TAREA BREVE 1: Enumera todas las personas que se mencionan por su nombre en el fragmento sobre Poinsett.
TAREA BREVE 2: Según el fragmento sobre Poinsett, ¿en qué fecha aprobó el Congreso de los Estados Unidos el reconocimiento de México como nación independiente?
TAREA BREVE 3: Reproduce sin cambios todo el fragmento sobre Poinsett, desde "México-EEUU 200 años" hasta "Emperador de México.".

FRAGMENTO PARA LEER:
--------------------

Opinión

México-EEUU 200 años (III), Poinsett como agente confidencial

En las dos entregas anteriores de esta serie revisamos el célebre discurso del congresista del Partido Demócrata -representante de Carolina del Sur-, Joel R. Poinsett, por el cual el 28 de marzo de 1822 el Congreso de los Estados Unidos aprobó el reconocimiento de México y de otras ex colonias hispanoamericanas como naciones independientes, y autorizó una partida presupuestal con el fin de establecer representaciones diplomáticas en los países recién constituidos al sur de su frontera.

Poco después -en el mes de septiembre de ese mismo año- el presidente, James Monroe, y el Secretario de Estado, John Quincy Adams, le encargaron a Poinsett realizar una visita de carácter confidencial a México para conocer de cerca la situación política del país, en el tiempo en el que Agustín de Iturbide se había erigido como Emperador de México.

--------------------

DATOS PROPORCIONADOS:
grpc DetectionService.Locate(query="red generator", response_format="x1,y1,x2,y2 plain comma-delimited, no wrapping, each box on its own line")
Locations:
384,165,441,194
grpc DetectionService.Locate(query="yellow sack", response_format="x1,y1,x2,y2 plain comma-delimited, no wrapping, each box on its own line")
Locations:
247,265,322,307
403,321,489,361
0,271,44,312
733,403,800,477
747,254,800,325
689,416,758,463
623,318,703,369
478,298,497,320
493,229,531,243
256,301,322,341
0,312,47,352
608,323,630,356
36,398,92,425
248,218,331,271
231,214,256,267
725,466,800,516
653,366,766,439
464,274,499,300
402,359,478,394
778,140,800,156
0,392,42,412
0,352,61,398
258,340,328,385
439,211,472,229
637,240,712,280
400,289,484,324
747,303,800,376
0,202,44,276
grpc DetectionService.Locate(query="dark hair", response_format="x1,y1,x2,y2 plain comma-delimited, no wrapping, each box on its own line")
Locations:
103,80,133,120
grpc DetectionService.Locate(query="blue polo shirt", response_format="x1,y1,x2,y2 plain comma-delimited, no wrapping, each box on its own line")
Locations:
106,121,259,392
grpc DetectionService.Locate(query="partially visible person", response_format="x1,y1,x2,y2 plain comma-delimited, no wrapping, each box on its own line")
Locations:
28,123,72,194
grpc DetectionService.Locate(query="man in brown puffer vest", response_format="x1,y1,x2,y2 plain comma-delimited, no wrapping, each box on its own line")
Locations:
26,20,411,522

--------------------

RESPUESTA 1: Joel R. Poinsett, James Monroe, John Quincy Adams y Agustín de Iturbide.

RESPUESTA 2: El 28 de marzo de 1822.

RESPUESTA 3:
México-EEUU 200 años (III), Poinsett como agente confidencial

En las dos entregas anteriores de esta serie revisamos el célebre discurso del congresista del Partido Demócrata -representante de Carolina del Sur-, Joel R. Poinsett, por el cual el 28 de marzo de 1822 el Congreso de los Estados Unidos aprobó el reconocimiento de México y de otras ex colonias hispanoamericanas como naciones independientes, y autorizó una partida presupuestal con el fin de establecer representaciones diplomáticas en los países recién constituidos al sur de su frontera.

Poco después -en el mes de septiembre de ese mismo año- el presidente, James Monroe, y el Secretario de Estado, John Quincy Adams, le encargaron a Poinsett realizar una visita de carácter confidencial a México para conocer de cerca la situación política del país, en el tiempo en el que Agustín de Iturbide se había erigido como Emperador de México.